Switch "marker" to "dot" in the lines of the material starting with the line containing "TARGET: large rear tire" and running through the end of the material, and return only those lines with everything else unchanged. Leave the pictures out of your answer.

--- Start of RECORDED DATA ---

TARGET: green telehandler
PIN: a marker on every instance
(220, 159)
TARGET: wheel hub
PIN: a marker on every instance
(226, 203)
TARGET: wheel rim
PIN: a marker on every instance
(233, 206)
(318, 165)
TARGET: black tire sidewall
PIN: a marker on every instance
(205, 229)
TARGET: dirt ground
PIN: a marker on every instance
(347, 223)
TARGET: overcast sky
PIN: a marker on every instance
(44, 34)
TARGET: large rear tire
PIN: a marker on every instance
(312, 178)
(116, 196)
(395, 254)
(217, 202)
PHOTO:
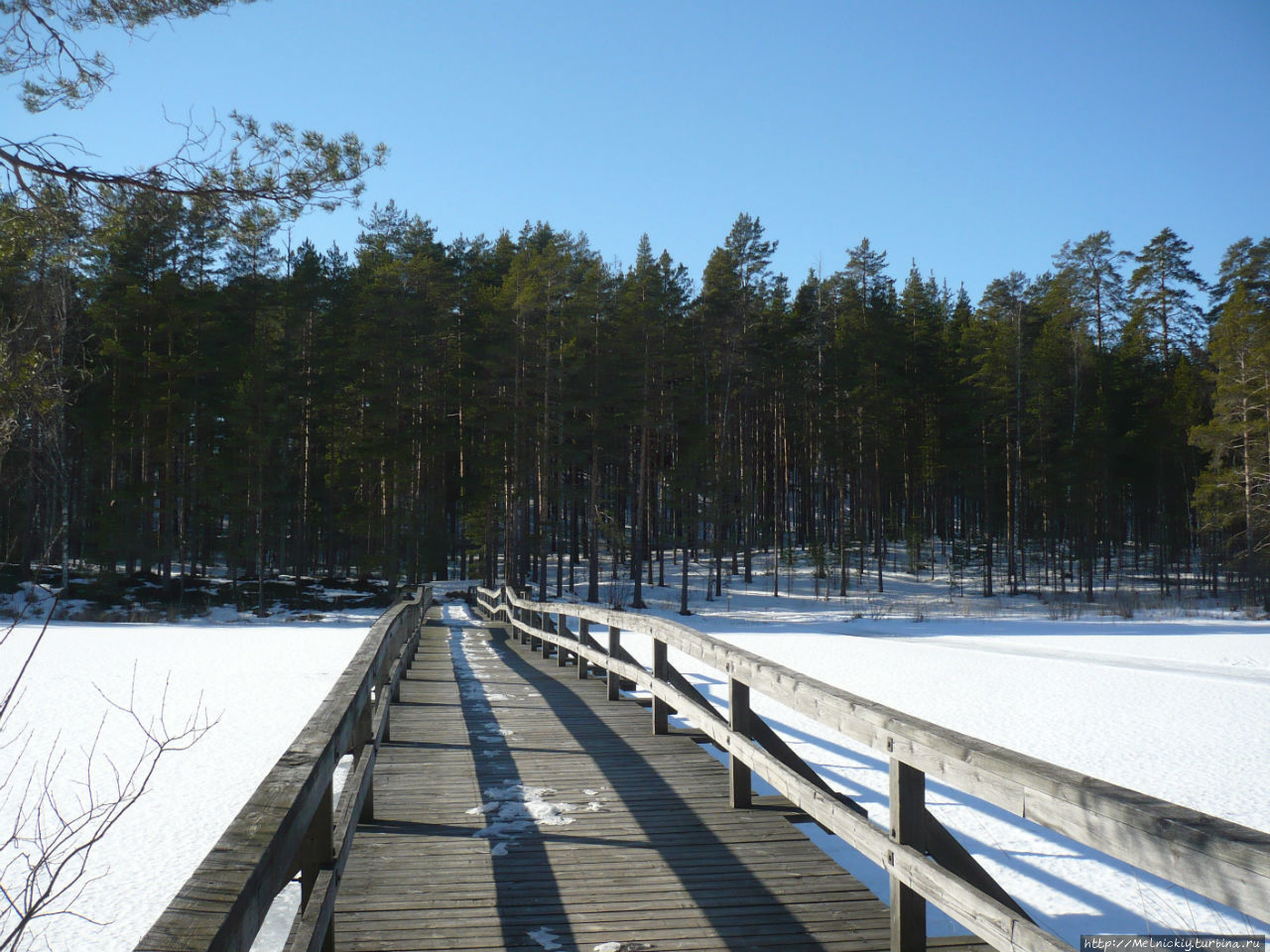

--- End of RECORDED DATA ---

§ TASK RESPONSE
TARGET: large rear tire
PIN: a dot on every instance
(312, 178)
(116, 196)
(395, 254)
(217, 202)
PHOTO:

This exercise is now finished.